(Document section)
:::
- DVD cover
- Directed by: Puneet Sira
- Screenplay by: Vekeana Dhillon
- Produced by: Narendra Bajaj Shyam Bajaj
- Starring: Fardeen Khan Kunal Khemu Dia Mirza Anjana Sukhani Arbaaz Khan Rajesh Khattar
- Cinematography: K Raj Kumar
- Edited by: Kuldeep Mehan
- Music by: Score:; Raju Singh; Songs:; Bappa Lahiri;
- Distributed by: Siddhi Vinayak Movies
- Release date: 11 March 2009;
- Running time: 160 minutes
- Country: India
- Language: Hindi
- Budget: ₹15 crore
- Box office: ₹39 crore

= Jai Veeru =

2009 Indian action film

Jai Veeru is a 2009 Indian Hindi-language action comedy film directed by Puneet Sira, starring Fardeen Khan, Kunal Khemu, Anjana Sukhani, Dia Mirza and Arbaaz Khan. It is based on the 1996 American film Bulletproof. The film was released on 11 March 2009. It was a moderate success at the box office.

==Plot==

Veer "Veeru" Sharma is a small-time crook working for a large drug importer, Tejpal. He is unaware that his best friend Jai Mehra is an undercover cop, seeking evidence against Tejpal. During a raid on Tejpal's warehouse, Veeru accidentally shoots Jai Mehra in the head but he miraculously survives and makes a full recovery.

Veeru then flees to Bangkok and is subsequently arrested. Jai Mehra is assigned the task of bringing back Veeru to testify against Tejpal. They confront each other, and seem to find their friendship still exists. They both decide to be friends again, when Veeru claims he has Tejpal's diary, which includes all his secrets and dealings. In a twist of events, Jai and Veeru attack Tejpal at his hideout. Tejpal shoots Veeru, while Jai attacks Tejpal and kills his GF Anna who's actually tejpal's mole and then jai ills tejpal. Jai lets Veeru flee before the cops arrive. Since then, the friendship of "Jai Veeru" lives on.
:::
Records from a data collection
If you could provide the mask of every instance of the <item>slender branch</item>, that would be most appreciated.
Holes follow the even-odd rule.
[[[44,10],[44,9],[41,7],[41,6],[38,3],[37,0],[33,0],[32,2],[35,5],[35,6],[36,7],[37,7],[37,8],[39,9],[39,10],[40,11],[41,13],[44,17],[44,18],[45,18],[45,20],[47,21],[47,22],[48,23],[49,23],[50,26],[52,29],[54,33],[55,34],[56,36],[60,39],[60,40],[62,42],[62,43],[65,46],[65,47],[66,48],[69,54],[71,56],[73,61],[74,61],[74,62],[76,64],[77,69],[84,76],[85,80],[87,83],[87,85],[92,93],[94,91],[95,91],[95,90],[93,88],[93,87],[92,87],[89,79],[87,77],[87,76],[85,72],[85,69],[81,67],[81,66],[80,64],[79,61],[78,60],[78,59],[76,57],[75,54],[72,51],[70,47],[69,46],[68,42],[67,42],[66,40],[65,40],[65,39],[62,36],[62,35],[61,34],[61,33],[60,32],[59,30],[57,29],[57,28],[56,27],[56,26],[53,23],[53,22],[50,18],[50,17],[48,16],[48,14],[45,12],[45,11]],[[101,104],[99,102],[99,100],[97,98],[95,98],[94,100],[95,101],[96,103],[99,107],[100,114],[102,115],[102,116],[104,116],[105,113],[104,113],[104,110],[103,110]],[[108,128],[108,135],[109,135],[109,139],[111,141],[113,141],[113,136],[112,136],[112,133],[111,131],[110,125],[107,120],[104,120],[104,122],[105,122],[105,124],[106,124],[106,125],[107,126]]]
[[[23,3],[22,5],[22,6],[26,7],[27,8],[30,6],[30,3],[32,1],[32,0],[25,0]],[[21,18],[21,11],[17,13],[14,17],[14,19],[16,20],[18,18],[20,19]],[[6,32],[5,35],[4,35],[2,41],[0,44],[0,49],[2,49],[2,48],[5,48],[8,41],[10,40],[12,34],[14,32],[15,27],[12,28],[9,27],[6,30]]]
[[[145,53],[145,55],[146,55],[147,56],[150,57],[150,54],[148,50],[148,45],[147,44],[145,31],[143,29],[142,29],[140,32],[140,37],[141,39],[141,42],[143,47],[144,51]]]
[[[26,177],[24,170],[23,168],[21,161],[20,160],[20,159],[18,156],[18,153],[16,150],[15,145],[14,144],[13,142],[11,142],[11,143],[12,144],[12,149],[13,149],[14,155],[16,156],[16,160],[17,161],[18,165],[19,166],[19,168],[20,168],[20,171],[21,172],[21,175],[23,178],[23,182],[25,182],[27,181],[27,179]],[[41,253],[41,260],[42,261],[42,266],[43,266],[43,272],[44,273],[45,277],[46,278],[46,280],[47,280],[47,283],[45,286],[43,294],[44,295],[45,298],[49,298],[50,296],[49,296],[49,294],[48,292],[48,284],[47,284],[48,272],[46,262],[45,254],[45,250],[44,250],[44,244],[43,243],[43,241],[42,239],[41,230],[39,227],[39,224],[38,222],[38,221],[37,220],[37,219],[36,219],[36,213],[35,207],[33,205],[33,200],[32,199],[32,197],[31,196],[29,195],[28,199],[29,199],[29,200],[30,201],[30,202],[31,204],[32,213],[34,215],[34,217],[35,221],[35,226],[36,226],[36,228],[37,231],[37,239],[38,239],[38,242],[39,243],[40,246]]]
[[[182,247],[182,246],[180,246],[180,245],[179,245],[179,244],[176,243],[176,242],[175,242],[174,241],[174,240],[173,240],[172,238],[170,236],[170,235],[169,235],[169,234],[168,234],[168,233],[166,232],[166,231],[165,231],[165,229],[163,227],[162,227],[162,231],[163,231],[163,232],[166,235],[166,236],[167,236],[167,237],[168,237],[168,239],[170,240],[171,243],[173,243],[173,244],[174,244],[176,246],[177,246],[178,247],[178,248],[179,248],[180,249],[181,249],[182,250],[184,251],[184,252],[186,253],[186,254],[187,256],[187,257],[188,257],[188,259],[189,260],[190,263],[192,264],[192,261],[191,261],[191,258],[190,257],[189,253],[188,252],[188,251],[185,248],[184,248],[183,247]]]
:::
(Tasks to carry out)
1) In the article on the film Jai Veeru, what is the reason Jai Mehra is assigned to bring Veeru back from Bangkok? Answer in one to three sentences.
2) Write a continuation of the article on the film Jai Veeru, beginning right after its final sentence.
These records have no connection to the article on the film Jai Veeru.

(Exercise responses)
1) Jai Mehra is assigned to bring Veeru back so that Veeru can testify against Tejpal, the large drug importer Veeru had worked for.

2)
==Cast==

| Actor / Actress | Role |
|---|---|
| Fardeen Khan | Jai Mehra |
| Kunal Khemu | Veer "Veeru" Sharma |
| Dia Mirza | Anna |
| Arbaaz Khan | Tejpal |
| Anjana Sukhani | Divya |
| Rajesh Khattar | CBI Officer Chandok |
| Govind Namdev | Chief Insp. Ranbir Singh |
| Mahek Chahal | Item number "Agre Ka Ghagra" |

==Soundtrack==

The soundtrack of the film was composed by Bappa Lahiri, while the lyrics were penned by Sameer.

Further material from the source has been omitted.